------ DATOS PROPORCIONADOS

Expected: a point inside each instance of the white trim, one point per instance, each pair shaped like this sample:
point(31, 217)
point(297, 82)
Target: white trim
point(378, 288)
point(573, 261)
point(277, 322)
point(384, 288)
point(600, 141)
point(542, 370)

------------

§ **TAREA A REALIZAR**: ¿Puedes volver a escribir estas líneas cambiando "white trim" por "red trim" y sin tocar nada más?

§ **RESPUESTA**:
Expected: a point inside each instance of the red trim, one point per instance, each pair shaped like this sample:
point(31, 217)
point(297, 82)
Target: red trim
point(378, 288)
point(573, 261)
point(277, 322)
point(384, 288)
point(600, 141)
point(542, 370)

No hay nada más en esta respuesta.